Compiti da svolgere.
1 > Riporta fedelmente dall'articolo sul caso di Mondragone tutto il brano da "Mondragone, nasconde il" fino a "mandarla a processo.".
2 > Rispondi alle seguenti domande in base all'articolo sul caso di Mondragone.
(a) Quanti anni ha la donna accusata?
(b) In quale via si trova l'appartamento in cui vivevano madre e figlia?
(c) Quale somma complessiva avrebbe riscosso la donna all'ufficio postale?
3 > Trasforma in un elenco puntato il paragrafo dell'articolo sul caso di Mondragone che inizia con "Secondo quanto ricostruito dagli inquirenti", conservandone i fatti principali.
#### Testo estratto ####
Mondragone, nasconde il corpo della madre morta nella cassapanca per incassare la pensione

Per due mesi avrebbe convissuto con il corpo senza vita della madre, nascosto in una cassapanca, continuando ad incassarne la pensione. È l’accusa choc nei confronti di una donna di 55 anni di Mondragone, per la quale la Procura di Santa Maria Capua Vetere ha chiesto il rinvio a giudizio. Ora spetterà al Gip decidere se mandarla a processo.

Secondo quanto ricostruito dagli inquirenti, l’anziana madre della donna sarebbe morta tra ottobre e novembre del 2023. Invece di denunciare il decesso, la figlia avrebbe avvolto il corpo con del nastro da imballaggio e lo avrebbe nascosto all’interno di una cassapanca, collocata in una stanza dell’appartamento di via Salvatore Rozzino, dove le due vivevano insieme.

Per circa due mesi dopo la morte, la 55enne si sarebbe presentata regolarmente all’ufficio postale di Mondragone per incassare la pensione della madre, riscuotendo complessivamente 1390 euro senza comunicare il decesso. Le indagini, condotte dai carabinieri e coordinate dalla Procura sammaritana hanno portato alla richiesta di rinvio a giudizio.
#### Materiale di partenza ####
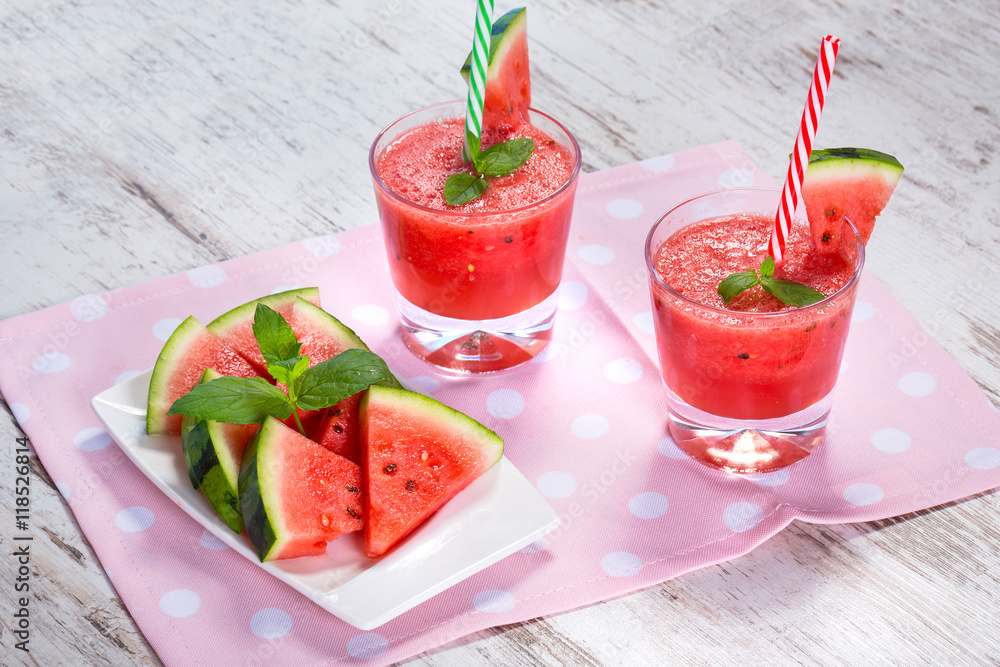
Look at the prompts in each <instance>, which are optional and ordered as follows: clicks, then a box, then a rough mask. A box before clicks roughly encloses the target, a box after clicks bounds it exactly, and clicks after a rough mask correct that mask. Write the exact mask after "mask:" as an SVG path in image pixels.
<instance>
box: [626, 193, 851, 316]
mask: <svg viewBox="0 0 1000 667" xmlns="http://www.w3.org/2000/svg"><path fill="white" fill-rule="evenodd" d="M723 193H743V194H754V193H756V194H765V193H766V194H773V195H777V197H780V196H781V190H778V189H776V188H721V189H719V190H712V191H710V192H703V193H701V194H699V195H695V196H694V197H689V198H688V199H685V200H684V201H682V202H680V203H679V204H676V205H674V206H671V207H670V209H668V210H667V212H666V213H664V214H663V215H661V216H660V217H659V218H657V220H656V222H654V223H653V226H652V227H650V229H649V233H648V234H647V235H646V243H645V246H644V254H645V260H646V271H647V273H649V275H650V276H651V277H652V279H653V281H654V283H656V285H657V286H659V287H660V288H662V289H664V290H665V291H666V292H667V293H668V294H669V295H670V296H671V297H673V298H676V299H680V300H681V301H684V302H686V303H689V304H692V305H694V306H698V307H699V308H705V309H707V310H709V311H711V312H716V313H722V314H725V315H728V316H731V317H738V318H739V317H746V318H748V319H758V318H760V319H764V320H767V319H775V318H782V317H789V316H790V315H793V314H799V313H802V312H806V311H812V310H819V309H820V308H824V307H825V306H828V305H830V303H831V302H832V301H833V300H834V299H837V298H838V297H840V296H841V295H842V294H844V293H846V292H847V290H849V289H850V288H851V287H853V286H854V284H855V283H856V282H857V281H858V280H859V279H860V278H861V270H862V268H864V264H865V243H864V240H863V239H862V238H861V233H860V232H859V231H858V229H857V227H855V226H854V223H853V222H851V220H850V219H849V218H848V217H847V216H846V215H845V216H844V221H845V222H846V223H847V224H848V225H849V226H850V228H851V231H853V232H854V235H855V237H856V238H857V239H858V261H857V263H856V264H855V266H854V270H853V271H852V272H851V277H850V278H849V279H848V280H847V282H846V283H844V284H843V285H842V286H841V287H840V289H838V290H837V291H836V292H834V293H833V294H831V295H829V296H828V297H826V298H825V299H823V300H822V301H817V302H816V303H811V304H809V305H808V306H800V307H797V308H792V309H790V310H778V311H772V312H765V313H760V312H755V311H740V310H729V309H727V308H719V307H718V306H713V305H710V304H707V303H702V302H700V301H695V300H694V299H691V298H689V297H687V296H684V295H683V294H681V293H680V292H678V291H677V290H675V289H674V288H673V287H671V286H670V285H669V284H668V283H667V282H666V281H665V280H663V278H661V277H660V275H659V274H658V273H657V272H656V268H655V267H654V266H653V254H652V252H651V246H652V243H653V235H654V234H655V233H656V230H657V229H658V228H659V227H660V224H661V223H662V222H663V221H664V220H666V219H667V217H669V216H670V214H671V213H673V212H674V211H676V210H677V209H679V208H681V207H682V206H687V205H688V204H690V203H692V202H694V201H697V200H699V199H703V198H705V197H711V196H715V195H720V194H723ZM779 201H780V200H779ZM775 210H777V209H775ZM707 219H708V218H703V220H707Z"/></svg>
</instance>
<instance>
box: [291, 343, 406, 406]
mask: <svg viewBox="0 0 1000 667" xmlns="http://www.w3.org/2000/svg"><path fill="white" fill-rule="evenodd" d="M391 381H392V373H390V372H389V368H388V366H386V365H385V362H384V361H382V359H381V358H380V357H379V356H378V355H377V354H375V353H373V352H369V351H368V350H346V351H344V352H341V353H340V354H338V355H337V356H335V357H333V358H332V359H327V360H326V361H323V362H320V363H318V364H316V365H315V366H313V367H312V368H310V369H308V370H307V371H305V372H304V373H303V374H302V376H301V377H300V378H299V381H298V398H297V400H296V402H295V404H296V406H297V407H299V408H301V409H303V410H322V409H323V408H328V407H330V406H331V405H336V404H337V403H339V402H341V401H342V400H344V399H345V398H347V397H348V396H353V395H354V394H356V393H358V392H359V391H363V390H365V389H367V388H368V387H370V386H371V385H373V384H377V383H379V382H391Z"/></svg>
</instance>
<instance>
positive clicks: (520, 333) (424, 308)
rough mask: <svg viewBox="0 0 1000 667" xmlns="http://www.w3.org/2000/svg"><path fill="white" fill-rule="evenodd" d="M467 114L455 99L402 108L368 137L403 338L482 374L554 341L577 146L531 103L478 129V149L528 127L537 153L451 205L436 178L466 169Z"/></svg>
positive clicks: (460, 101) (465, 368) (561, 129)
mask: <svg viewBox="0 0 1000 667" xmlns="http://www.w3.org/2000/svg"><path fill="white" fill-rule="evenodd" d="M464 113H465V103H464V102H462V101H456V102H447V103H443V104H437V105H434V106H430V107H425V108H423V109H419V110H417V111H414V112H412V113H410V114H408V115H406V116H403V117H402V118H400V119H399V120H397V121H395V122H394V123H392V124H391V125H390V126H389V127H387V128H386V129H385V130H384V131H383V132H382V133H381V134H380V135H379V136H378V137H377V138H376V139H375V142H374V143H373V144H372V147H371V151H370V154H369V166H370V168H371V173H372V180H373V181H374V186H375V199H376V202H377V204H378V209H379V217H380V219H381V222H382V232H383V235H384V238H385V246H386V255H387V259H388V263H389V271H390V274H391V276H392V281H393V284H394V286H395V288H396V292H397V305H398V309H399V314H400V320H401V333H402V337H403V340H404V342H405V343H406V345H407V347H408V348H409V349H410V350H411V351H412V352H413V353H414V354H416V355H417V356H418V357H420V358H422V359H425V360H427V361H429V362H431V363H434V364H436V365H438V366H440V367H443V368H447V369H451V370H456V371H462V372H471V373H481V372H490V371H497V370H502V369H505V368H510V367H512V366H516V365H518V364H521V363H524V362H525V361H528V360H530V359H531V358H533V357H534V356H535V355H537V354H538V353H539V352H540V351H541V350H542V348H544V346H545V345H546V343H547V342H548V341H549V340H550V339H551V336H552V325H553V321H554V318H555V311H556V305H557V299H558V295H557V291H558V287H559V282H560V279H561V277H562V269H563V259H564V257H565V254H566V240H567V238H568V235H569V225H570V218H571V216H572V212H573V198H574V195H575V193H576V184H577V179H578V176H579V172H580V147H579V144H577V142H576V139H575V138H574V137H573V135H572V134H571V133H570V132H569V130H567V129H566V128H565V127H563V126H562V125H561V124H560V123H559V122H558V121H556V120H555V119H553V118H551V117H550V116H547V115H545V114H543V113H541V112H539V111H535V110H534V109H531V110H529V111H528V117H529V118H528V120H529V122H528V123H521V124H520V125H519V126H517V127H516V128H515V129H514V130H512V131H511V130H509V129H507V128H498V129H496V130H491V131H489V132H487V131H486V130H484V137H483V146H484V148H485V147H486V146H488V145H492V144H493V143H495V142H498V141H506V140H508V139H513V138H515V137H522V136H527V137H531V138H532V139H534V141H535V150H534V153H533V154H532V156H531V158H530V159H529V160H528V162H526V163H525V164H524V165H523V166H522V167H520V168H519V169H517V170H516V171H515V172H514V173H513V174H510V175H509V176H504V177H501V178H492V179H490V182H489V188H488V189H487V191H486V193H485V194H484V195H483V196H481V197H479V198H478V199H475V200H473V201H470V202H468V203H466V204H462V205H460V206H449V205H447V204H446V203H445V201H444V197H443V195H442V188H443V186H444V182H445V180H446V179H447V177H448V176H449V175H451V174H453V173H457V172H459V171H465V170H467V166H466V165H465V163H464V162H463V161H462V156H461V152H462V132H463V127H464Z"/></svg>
####
Soluzioni dell'esercizio.
1 >
Mondragone, nasconde il corpo della madre morta nella cassapanca per incassare la pensione

Per due mesi avrebbe convissuto con il corpo senza vita della madre, nascosto in una cassapanca, continuando ad incassarne la pensione. È l’accusa choc nei confronti di una donna di 55 anni di Mondragone, per la quale la Procura di Santa Maria Capua Vetere ha chiesto il rinvio a giudizio. Ora spetterà al Gip decidere se mandarla a processo.

2 >
(a) 55 anni.
(b) Via Salvatore Rozzino.
(c) 1390 euro.

3 >
- L'anziana madre sarebbe morta tra ottobre e novembre del 2023.
- La figlia non avrebbe denunciato il decesso.
- Avrebbe avvolto il corpo con del nastro da imballaggio.
- Lo avrebbe nascosto in una cassapanca, in una stanza dell'appartamento di via Salvatore Rozzino dove le due vivevano insieme.